Dataset entries:
============

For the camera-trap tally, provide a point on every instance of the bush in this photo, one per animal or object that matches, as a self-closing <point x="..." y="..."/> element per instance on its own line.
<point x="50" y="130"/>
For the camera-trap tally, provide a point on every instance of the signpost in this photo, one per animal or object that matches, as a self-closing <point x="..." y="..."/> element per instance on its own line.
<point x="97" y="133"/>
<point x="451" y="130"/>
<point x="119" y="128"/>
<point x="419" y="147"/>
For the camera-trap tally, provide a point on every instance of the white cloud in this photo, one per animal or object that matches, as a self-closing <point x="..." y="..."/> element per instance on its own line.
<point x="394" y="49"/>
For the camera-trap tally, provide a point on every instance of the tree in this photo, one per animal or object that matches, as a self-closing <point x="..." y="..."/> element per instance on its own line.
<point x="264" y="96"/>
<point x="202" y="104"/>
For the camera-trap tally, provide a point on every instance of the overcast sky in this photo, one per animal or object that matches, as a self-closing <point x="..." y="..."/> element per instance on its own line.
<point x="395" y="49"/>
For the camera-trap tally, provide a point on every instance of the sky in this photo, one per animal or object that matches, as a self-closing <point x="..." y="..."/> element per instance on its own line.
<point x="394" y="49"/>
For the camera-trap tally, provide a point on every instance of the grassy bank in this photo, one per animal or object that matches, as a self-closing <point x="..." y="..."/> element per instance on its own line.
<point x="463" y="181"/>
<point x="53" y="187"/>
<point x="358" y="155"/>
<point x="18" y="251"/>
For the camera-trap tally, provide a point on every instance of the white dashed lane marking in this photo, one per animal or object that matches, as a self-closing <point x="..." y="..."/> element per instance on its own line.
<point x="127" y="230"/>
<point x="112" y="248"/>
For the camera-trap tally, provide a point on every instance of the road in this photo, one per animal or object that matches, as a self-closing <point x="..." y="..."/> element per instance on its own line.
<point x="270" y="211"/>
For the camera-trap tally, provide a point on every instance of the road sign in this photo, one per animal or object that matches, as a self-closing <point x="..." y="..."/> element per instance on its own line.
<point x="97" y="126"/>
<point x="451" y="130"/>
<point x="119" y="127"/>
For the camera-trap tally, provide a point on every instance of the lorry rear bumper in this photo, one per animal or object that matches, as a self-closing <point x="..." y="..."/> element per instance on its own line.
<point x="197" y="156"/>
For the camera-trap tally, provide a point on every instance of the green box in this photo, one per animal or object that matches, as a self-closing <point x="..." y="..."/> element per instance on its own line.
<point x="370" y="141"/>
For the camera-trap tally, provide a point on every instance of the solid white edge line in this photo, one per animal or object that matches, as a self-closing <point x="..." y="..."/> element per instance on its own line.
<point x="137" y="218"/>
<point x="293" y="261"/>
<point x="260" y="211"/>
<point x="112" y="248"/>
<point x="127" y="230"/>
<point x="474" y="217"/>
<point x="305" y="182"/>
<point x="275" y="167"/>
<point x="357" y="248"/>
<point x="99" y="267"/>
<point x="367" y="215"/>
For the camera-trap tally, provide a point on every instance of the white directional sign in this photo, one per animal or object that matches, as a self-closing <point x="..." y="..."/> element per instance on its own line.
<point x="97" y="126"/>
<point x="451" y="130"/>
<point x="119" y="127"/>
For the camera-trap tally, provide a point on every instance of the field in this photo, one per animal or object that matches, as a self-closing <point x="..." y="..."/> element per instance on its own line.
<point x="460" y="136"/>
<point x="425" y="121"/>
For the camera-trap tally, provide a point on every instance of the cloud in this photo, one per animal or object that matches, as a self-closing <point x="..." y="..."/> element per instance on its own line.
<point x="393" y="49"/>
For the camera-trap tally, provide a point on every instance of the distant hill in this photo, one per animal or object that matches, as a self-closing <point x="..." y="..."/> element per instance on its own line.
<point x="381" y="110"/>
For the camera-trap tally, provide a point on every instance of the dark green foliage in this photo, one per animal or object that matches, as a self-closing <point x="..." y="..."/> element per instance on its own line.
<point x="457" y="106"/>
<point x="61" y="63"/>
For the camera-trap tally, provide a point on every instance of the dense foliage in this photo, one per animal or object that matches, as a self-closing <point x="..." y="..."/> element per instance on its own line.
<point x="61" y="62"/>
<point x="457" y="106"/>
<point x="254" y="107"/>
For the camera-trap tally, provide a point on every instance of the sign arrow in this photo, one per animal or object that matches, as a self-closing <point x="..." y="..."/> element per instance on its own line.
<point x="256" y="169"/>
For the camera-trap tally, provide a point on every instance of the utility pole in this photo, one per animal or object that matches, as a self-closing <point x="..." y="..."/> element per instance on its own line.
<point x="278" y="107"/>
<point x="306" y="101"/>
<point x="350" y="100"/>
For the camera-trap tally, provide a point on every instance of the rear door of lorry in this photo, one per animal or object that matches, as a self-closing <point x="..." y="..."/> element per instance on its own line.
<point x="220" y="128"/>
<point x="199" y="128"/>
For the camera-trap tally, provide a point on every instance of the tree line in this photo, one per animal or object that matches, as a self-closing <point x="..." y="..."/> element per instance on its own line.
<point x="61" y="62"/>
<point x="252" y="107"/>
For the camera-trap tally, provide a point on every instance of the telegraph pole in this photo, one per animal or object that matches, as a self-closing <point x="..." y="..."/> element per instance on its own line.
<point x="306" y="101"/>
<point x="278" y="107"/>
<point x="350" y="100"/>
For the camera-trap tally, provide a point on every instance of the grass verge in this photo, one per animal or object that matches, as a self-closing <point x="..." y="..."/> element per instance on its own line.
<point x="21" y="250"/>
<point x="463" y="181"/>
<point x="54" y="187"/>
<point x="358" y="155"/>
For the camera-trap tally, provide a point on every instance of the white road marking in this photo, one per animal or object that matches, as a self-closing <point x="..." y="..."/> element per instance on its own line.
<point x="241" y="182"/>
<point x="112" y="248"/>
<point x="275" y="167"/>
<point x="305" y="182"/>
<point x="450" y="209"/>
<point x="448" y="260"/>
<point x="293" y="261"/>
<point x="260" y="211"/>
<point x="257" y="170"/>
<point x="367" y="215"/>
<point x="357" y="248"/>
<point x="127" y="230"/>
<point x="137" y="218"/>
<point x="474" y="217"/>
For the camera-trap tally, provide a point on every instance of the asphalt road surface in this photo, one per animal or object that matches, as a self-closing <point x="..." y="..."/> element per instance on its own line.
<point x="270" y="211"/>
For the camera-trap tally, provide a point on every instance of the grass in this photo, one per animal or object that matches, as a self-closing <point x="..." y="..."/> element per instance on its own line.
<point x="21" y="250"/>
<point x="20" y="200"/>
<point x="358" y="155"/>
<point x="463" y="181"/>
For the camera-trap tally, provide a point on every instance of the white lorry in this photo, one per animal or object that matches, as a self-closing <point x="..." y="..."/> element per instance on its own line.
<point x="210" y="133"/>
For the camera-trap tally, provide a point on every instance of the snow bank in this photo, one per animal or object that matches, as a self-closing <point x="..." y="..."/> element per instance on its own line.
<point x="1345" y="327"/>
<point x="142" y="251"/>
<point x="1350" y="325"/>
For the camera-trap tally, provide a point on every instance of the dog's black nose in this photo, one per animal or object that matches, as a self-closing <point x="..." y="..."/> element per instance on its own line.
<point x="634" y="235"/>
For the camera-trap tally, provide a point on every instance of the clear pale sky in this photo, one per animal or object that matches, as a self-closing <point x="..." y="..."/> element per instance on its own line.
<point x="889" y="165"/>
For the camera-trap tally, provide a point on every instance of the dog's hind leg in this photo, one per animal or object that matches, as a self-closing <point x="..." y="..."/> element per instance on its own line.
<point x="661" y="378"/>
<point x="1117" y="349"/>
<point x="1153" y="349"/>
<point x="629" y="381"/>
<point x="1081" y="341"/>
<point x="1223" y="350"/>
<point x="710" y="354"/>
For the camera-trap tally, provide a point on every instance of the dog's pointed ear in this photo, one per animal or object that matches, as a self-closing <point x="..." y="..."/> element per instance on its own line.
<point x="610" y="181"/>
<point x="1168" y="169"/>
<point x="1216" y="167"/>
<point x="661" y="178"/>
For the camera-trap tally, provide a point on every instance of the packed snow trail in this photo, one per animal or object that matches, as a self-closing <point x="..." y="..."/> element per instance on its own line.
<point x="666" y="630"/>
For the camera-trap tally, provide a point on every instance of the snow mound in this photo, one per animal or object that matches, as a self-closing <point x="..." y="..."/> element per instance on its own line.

============

- [EXERCISE REQUIREMENTS]: Could you reproduce the lines above, from the one that holds "of the packed" through the last, exactly as they stand?

- [WRITTEN RESPONSE]:
For the camera-trap tally, provide a point on every instance of the packed snow trail in this photo, one per animal or object that matches, as a self-closing <point x="..." y="..."/> element per instance on its own line.
<point x="666" y="630"/>
For the camera-trap tally, provide a point on every instance of the snow mound in this photo, one per animal or object that matches, as a self-closing <point x="..." y="..."/> element per instance on its own line.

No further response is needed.